Description of the task: Beneath this task is a listing; retype all of it exactly.

Point annotation records:
Begin
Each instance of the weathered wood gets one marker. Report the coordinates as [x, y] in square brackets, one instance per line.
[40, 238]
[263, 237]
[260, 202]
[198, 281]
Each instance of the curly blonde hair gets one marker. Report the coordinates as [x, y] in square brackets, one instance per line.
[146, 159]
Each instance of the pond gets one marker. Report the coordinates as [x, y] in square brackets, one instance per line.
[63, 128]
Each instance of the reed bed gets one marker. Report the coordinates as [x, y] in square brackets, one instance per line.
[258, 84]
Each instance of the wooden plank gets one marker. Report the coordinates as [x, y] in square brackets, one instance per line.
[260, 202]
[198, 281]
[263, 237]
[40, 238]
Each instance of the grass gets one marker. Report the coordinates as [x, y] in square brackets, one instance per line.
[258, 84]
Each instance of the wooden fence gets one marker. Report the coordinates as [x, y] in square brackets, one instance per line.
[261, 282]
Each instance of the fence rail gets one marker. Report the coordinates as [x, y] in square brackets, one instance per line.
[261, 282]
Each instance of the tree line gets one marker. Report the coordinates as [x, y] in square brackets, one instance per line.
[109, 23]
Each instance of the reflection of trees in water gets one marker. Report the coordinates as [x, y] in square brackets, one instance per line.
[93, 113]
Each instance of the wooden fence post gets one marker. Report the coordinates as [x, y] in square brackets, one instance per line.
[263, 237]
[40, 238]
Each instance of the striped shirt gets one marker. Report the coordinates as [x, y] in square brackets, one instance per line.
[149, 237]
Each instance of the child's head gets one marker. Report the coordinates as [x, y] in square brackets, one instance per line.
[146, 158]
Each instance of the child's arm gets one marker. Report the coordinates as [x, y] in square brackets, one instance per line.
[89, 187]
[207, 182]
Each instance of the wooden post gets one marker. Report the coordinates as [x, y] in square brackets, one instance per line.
End
Solution for this problem:
Each instance of the weathered wood gets one marker. Report the coordinates as [x, y] in square brackets, one instance per line.
[40, 238]
[263, 237]
[260, 202]
[198, 281]
Each instance of the curly blonde hair gets one marker. Report the coordinates as [x, y] in square brackets, one instance per line.
[146, 159]
Each instance of the pond gets one marker. Report the coordinates as [x, y] in square brackets, one instance per line.
[63, 128]
Each instance of the reed bed gets one marker. Report the coordinates as [x, y] in square brackets, one instance per line.
[258, 84]
Each instance of the wooden plank gets one marker. Report the coordinates as [x, y] in square brackets, one instance per line.
[260, 202]
[198, 281]
[263, 237]
[40, 238]
Each instance of the grass gets one marker. Report the coordinates as [x, y] in square brackets, one instance per line.
[258, 84]
Each instance of the wooden fence gets one marker. Report the coordinates as [x, y] in square brackets, one instance per line.
[261, 282]
Each instance of the fence rail gets one marker. Report the coordinates as [x, y] in square brackets, one instance per line.
[261, 282]
Each instance of the tree line gets one marker. Report the coordinates as [x, y] in square brackets, one instance per line.
[109, 23]
Each instance of the reflection of trees in water gets one marker. Report the coordinates as [x, y] in square brackets, one instance per line.
[93, 113]
Each instance of the wooden fence post gets one marker. Report the coordinates as [x, y] in square brackets, one instance per line.
[263, 237]
[40, 238]
Each instance of the striped shirt gets one marker. Report the coordinates as [x, y] in square brackets, one instance per line.
[149, 237]
Each instance of the child's head gets one marker. Report the coordinates as [x, y] in square brackets, one instance per line.
[146, 158]
Each instance of the child's arm gets one marker. Report the coordinates as [x, y] in square brackets, one instance per line.
[89, 187]
[207, 182]
Each instance of the wooden post gets one marker. Report the coordinates as [x, y] in square brackets, one instance per line.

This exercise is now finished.